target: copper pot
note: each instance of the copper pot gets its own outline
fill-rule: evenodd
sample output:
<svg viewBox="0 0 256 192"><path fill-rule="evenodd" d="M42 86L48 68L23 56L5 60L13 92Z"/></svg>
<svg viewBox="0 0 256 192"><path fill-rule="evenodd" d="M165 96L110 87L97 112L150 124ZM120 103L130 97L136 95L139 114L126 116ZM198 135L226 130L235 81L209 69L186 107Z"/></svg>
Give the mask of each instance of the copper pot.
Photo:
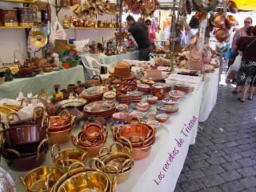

## Problem to solve
How many of the lines above contain the string "instance", with case counting? Reply with the number only.

## Solution for this exercise
2